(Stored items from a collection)
* * * * *

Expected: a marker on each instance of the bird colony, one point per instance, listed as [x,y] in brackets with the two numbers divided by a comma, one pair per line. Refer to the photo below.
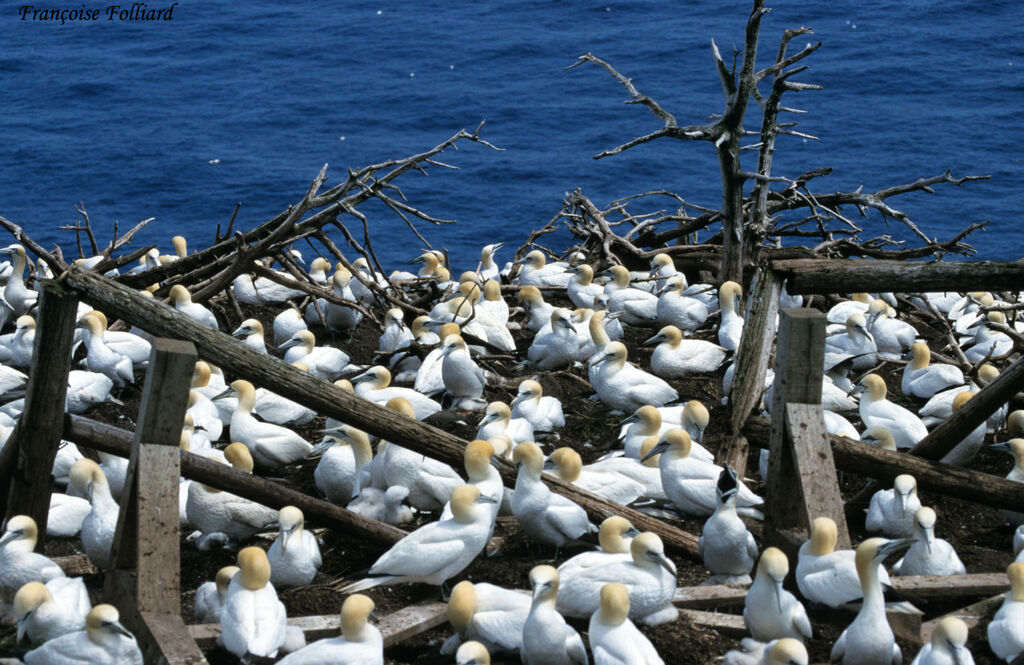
[507,356]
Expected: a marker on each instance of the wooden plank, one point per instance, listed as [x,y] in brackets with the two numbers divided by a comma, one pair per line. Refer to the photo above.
[146,540]
[932,476]
[394,627]
[165,640]
[807,276]
[326,399]
[972,615]
[951,586]
[727,624]
[812,455]
[115,441]
[802,483]
[711,596]
[751,368]
[76,565]
[37,437]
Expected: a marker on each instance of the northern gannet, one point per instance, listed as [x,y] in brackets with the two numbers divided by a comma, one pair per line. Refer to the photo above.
[545,516]
[19,297]
[251,331]
[464,380]
[538,312]
[429,482]
[622,385]
[45,612]
[613,638]
[674,308]
[210,595]
[537,272]
[891,512]
[557,348]
[360,642]
[825,575]
[547,639]
[615,535]
[99,357]
[491,615]
[727,548]
[676,358]
[232,517]
[486,268]
[1006,631]
[270,445]
[498,420]
[730,329]
[543,412]
[778,652]
[181,300]
[325,362]
[567,465]
[891,335]
[582,289]
[345,453]
[769,611]
[1016,448]
[876,411]
[437,550]
[690,483]
[375,385]
[868,639]
[104,641]
[856,343]
[99,525]
[18,564]
[928,554]
[923,380]
[253,620]
[295,555]
[948,645]
[648,575]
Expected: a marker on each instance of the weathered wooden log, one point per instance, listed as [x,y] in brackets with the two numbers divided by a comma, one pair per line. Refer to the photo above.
[932,476]
[115,441]
[33,447]
[952,430]
[847,276]
[751,367]
[329,400]
[802,482]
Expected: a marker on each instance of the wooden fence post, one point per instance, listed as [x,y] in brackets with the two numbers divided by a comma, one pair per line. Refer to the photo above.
[34,445]
[145,555]
[802,483]
[751,367]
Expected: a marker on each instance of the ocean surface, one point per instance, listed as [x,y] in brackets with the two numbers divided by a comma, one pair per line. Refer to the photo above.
[243,102]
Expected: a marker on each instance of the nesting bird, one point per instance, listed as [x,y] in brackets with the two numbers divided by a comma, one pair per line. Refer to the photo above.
[436,550]
[104,641]
[546,517]
[769,611]
[547,639]
[295,555]
[613,638]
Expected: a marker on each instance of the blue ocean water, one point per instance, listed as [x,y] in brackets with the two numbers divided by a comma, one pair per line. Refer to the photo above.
[244,102]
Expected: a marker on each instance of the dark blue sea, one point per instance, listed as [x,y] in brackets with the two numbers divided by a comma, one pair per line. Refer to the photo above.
[243,102]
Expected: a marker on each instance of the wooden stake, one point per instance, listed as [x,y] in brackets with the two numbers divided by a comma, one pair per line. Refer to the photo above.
[144,582]
[37,437]
[801,484]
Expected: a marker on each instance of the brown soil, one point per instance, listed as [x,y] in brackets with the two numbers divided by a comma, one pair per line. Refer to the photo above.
[978,533]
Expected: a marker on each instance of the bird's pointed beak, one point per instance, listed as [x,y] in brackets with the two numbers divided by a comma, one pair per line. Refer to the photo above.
[227,392]
[656,450]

* * * * *

* [Problem to work on]:
Copy every line of the records above word for word, leaving out the pictures.

* [The reply]:
Expected: a marker on each instance of the bird colony, one point per instance, listed as [x,y] in brackets with the two numbers divided by a comma, one pair per line. Refer to the photo below.
[507,356]
Expected: a marker on each instance of the wooden plank, one point per instance, listed as [x,y] in brackets with the two numbers divided by a comma, one pair per line. Refer to the photo above.
[146,540]
[932,476]
[394,627]
[165,640]
[807,276]
[326,399]
[972,615]
[951,586]
[727,624]
[812,455]
[115,441]
[802,483]
[711,596]
[751,368]
[76,565]
[37,437]
Expected: a marker on each instance of the northern gannet, one point per instance, listed as [x,y] in brackets with the two numbers divided by a comma, one pair per line. Refer to the photo above.
[545,516]
[19,297]
[251,331]
[464,380]
[538,312]
[429,482]
[622,385]
[45,612]
[613,638]
[674,308]
[210,595]
[537,272]
[891,512]
[557,348]
[360,642]
[825,575]
[547,639]
[615,535]
[99,357]
[491,615]
[727,548]
[676,358]
[232,517]
[486,268]
[1006,631]
[270,445]
[498,420]
[730,329]
[543,412]
[778,652]
[181,300]
[325,362]
[567,465]
[891,335]
[582,289]
[345,453]
[769,611]
[1016,448]
[876,411]
[437,550]
[690,483]
[375,385]
[868,639]
[104,641]
[856,343]
[99,525]
[18,564]
[928,554]
[923,380]
[253,620]
[295,555]
[948,645]
[648,575]
Expected: a marker on each instance of the weathered wooden log, one point per instance, listed as [x,y] in brackets with the two numbers divided by a comma, one pair per line. Refer to the photo above.
[932,476]
[115,441]
[33,447]
[952,430]
[847,276]
[751,367]
[329,400]
[802,482]
Expected: a marker on each instance of the wooden fence post, one point per instance, listed as [x,y] in brackets with the two numbers divided by a comma, one pair per line. Refer to the photo above.
[34,445]
[145,555]
[802,483]
[751,367]
Expected: a marker on each instance of the ocean surface, one point per instance, listed as [x,y] in brackets with the two numbers divided by a comma, one pair per line. Refer to the photo above.
[243,102]
Expected: a marker on each instance of the nesting bird, one point per instance, listed as [x,y] in brackets with the two numbers divided by a comma, one pair per line. Refer to the photo above.
[436,550]
[104,641]
[546,517]
[769,611]
[547,639]
[295,555]
[613,638]
Expected: a marker on each instance of the blue ocean water, one point per instance, listed as [x,y] in brackets with the two numbers divided by a comma, one pair per line. Refer to the photo above.
[244,102]
Expected: a marker on each instance of the dark blue sea, one point per instance, listed as [x,y] in brackets with the two numbers divided by a comma, one pair per line. Refer to the photo above.
[243,102]
Expected: a marker on each instance of the wooden stake, one point per instance, listed as [x,y] in brackets with the two numbers divided by a comma, one pair per line. Refer to the photo above.
[144,582]
[37,437]
[801,484]
Expected: a marker on each instance of the brown soil, one point per instance, listed as [x,y] in brackets with the two numbers divided by a comma, one pair per line. Refer to the photo above.
[978,533]
Expected: a marker on each instance of the bird's pointed beak, one point per instance, listed as [x,y] in brackets with the two numbers divided by a comma, one pair per line. Refer to the photo above.
[227,392]
[656,450]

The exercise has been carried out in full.